Page →
════

All train modules whether freight or passenger are remotely controlled from a central control room and are tracked using transponders, radar, and GPS, or multiple location technologies for reliability in train location for the control purposes.

The load width and weight of train module will vary depending if it's freight-forwarding containers or for passenger service or utilized for specialty freight service. The unit shown is a width for passenger service and is 11 feet 10 inched wide to allow for comfortable side by side seating for 4-5 rows of seats plus a narrow aisle like in airplane fuselages. Due to the high speeds, experts say tunnels should be avoided. And opposite direction lines should be on opposite sides of the highway except for bridges wherein rail lines may come together for practical treasons. This would likely limit the speeds, however, should trains pass by each other on a common bridge structure (the control system knows when this will occur and can adjust module speeds accordingly).

The conventional looking train wheels straddling the beam would likely all be driven through gear units opposite the wheel axle as shown. High rpm (about 12,000 rpm) lightweight vertical motors driving the right-angle gear reducing units would likely be a normal, other arrangements are possible. Drive motor and parasitic train power is shown picked up from conducting rods mounted atop the beam under the train fuselage using spring loaded brushes connected to the underside of the yoke supporting the wheel frames of train fuselage, or power can be taken from atop modules from suspended power cables which is also normal for high speed trains.

════

Data listing:
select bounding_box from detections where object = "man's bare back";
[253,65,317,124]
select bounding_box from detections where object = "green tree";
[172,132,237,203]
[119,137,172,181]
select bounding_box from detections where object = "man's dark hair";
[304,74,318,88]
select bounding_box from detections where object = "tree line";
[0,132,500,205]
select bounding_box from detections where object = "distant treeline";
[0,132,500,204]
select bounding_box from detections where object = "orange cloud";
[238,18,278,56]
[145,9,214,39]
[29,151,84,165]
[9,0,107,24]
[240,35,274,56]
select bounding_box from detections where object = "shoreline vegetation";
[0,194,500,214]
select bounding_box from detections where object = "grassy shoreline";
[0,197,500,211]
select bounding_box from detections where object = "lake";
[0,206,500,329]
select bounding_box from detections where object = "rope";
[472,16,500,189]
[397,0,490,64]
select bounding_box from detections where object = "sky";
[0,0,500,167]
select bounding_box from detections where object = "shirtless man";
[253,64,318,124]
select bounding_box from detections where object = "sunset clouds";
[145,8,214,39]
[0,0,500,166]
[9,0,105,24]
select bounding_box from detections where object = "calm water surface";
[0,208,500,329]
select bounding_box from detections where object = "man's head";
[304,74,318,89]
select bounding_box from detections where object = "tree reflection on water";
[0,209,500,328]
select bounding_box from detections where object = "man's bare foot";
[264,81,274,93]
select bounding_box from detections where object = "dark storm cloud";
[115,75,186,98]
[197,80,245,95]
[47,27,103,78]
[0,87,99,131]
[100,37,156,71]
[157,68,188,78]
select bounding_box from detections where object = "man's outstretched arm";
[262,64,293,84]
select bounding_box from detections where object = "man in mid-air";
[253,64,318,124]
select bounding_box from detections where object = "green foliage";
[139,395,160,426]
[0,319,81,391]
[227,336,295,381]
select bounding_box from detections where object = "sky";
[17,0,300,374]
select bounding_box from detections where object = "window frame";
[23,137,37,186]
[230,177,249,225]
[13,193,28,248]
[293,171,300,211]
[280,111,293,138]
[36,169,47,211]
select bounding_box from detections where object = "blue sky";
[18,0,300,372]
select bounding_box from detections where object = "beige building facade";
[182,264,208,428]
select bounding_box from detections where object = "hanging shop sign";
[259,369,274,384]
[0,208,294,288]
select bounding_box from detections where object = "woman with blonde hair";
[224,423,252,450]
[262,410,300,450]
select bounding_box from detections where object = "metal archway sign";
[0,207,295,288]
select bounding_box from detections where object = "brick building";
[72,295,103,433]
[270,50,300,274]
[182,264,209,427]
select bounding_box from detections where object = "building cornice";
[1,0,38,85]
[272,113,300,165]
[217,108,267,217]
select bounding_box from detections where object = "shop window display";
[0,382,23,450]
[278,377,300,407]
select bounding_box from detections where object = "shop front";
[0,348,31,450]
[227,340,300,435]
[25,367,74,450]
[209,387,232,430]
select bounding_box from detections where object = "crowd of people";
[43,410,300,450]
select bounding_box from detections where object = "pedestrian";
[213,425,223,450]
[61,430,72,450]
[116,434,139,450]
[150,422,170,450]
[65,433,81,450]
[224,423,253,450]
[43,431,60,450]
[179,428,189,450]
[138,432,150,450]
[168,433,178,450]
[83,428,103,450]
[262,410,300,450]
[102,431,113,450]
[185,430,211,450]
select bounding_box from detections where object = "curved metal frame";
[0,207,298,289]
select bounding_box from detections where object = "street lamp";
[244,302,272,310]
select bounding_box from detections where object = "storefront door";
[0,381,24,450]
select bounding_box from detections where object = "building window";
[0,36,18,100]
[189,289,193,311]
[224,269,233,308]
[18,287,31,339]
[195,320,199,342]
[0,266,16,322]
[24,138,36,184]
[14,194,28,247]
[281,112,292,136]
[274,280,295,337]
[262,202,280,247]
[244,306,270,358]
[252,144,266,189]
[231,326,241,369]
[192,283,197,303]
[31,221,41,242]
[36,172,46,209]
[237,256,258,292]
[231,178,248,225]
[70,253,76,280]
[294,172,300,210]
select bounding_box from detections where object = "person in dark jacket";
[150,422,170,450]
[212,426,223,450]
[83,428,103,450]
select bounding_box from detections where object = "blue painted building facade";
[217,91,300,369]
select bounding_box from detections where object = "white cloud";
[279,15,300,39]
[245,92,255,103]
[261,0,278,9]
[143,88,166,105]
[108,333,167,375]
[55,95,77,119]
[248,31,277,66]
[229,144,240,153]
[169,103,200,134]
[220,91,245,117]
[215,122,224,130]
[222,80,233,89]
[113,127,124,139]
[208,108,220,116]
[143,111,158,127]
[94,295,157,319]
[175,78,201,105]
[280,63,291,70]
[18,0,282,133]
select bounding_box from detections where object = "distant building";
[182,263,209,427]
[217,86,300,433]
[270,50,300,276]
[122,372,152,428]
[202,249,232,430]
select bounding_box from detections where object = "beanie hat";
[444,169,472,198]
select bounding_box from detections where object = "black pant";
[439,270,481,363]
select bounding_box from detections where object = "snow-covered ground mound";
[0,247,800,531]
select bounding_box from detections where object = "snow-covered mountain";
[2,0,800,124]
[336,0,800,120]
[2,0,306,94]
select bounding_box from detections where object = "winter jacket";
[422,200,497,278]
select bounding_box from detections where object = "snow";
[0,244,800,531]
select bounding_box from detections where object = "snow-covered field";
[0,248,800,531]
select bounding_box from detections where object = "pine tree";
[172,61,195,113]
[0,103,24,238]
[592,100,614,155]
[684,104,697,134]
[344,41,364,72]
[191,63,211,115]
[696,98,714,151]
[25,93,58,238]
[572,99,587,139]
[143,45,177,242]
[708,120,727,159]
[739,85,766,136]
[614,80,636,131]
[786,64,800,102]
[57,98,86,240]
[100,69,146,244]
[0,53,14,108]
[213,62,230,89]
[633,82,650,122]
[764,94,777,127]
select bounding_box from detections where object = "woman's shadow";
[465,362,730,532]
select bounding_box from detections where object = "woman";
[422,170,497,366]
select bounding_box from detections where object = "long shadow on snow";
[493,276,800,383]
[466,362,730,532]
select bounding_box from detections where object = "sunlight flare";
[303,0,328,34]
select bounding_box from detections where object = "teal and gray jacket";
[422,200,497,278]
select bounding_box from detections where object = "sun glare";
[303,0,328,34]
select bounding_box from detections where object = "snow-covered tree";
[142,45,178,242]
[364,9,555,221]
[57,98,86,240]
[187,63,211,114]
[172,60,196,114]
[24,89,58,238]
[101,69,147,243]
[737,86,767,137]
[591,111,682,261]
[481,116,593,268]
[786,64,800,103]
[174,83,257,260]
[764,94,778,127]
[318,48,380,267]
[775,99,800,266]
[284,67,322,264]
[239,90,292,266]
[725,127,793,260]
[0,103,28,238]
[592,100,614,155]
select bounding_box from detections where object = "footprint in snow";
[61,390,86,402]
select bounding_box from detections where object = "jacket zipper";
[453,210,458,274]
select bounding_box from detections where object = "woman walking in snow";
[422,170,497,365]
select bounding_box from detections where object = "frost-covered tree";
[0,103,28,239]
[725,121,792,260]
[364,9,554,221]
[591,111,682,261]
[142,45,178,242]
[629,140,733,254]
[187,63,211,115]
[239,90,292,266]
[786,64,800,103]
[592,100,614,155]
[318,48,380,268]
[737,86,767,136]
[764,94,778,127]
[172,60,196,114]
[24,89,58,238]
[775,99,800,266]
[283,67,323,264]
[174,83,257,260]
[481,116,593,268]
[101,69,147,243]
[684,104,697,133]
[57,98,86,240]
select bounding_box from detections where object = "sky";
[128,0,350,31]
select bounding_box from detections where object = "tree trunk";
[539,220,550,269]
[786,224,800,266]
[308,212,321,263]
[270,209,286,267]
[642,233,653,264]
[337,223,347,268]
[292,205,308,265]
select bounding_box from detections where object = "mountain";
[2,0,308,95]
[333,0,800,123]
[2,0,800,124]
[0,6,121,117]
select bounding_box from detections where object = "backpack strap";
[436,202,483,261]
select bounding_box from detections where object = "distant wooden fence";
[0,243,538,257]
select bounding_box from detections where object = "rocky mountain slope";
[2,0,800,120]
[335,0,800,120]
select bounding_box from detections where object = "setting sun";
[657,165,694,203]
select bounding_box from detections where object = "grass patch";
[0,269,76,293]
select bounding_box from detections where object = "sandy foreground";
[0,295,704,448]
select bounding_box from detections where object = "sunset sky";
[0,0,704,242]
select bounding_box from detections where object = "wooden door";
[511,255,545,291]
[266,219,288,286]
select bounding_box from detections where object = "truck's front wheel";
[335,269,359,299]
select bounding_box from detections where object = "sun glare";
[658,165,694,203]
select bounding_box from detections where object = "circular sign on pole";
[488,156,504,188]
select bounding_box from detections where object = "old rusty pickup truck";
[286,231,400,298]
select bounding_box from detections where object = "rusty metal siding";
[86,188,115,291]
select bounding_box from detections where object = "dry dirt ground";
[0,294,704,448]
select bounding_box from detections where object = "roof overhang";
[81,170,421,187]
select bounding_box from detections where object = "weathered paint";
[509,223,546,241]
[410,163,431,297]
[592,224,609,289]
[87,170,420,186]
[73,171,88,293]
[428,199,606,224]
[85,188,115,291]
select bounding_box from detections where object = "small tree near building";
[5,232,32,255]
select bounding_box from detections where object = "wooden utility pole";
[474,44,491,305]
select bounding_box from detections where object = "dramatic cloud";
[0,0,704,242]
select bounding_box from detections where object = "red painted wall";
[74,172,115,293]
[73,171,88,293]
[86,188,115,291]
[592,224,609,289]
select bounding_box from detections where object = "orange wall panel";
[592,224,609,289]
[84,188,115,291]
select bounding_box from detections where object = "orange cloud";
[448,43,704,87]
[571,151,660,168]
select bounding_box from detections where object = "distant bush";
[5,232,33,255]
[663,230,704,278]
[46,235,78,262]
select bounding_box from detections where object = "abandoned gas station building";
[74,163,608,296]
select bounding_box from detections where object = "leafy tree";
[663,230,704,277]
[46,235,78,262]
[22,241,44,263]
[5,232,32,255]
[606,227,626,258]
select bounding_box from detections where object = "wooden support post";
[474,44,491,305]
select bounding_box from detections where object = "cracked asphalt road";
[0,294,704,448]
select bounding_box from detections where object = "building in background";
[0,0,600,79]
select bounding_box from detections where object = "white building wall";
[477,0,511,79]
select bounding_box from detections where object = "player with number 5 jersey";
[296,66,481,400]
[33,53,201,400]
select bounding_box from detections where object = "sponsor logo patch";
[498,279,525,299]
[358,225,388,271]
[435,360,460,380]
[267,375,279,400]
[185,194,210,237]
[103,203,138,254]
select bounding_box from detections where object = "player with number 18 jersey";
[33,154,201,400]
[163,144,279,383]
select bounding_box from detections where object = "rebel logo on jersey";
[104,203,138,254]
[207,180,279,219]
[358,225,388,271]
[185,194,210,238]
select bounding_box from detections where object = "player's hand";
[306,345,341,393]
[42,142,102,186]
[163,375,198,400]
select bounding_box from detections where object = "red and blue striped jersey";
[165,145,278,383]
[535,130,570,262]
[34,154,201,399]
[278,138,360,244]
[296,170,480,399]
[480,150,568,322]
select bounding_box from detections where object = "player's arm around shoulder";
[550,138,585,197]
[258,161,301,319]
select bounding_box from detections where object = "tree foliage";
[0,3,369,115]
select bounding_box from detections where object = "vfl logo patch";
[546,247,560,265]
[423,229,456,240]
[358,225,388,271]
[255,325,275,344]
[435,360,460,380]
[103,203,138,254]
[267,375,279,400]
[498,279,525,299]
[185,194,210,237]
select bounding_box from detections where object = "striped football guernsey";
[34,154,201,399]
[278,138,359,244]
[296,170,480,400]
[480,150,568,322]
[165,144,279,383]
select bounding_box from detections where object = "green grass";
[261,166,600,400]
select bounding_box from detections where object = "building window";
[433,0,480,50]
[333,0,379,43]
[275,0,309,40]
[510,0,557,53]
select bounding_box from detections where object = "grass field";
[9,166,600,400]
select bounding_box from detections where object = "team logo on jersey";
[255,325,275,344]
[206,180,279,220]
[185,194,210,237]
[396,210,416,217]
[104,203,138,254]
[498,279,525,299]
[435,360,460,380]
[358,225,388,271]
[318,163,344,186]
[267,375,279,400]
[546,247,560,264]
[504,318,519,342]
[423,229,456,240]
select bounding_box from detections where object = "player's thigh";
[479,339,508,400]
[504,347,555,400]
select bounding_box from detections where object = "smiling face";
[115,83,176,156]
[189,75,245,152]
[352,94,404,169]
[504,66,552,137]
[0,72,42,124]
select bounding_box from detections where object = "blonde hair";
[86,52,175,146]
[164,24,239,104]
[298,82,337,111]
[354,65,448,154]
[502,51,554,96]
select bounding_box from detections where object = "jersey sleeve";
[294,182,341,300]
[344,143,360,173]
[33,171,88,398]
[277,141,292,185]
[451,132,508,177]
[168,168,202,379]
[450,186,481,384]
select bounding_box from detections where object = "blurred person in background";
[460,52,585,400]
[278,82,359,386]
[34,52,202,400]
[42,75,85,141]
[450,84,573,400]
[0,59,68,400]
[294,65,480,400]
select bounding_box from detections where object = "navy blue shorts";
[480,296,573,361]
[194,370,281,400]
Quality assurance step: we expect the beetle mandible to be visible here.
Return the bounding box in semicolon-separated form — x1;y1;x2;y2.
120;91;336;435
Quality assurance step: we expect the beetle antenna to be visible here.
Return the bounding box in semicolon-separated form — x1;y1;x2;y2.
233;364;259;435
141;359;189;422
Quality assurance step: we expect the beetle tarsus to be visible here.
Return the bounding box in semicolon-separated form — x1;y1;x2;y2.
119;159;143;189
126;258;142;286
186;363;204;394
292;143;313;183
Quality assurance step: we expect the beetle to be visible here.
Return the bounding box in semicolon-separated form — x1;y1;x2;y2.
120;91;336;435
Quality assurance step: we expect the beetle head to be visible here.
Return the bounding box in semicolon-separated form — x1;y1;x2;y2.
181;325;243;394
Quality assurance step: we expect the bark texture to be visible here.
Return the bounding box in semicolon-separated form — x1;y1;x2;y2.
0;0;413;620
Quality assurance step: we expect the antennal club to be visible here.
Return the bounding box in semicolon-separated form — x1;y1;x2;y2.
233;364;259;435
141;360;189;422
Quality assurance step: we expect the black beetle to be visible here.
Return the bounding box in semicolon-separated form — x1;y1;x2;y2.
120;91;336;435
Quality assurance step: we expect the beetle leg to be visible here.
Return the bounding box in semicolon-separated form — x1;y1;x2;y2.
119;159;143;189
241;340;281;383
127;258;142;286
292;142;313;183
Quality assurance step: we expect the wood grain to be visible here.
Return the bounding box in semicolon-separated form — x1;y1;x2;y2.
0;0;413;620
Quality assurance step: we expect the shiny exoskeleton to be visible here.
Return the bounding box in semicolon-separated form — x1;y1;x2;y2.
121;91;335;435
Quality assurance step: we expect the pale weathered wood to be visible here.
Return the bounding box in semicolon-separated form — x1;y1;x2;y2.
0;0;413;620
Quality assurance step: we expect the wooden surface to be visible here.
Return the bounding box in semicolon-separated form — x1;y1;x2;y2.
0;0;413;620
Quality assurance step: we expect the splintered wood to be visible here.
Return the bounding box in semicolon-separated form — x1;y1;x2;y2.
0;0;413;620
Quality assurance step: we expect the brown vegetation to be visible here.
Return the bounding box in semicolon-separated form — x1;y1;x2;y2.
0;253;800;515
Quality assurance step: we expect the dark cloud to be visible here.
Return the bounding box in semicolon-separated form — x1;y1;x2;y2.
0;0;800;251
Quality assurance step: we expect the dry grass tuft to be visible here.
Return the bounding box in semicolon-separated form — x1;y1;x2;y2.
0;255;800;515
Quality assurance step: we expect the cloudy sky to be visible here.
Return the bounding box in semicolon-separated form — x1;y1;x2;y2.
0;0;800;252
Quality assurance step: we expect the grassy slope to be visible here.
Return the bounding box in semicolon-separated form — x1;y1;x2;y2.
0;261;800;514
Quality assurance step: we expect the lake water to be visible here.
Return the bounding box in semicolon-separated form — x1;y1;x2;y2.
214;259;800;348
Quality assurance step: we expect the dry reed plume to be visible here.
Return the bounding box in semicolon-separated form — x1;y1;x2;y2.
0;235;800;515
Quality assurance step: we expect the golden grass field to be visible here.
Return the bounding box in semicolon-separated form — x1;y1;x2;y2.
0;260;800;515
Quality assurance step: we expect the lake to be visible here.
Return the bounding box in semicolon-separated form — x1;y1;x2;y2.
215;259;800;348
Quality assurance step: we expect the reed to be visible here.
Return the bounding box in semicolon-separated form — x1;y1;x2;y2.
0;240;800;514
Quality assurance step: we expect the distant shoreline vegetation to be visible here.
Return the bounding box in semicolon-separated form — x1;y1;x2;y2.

════

Tasks to perform →
(A) According to the page on train modules, roughly how fast do the lightweight vertical drive motors turn?
(B) Show each line of the records that contains the string "patch".

List of solutions →
(A) About 12,000 rpm.

(B)
select bounding_box from detections where object = "grass patch";
select bounding_box from detections where object = "sponsor logo patch";
select bounding_box from detections where object = "vfl logo patch";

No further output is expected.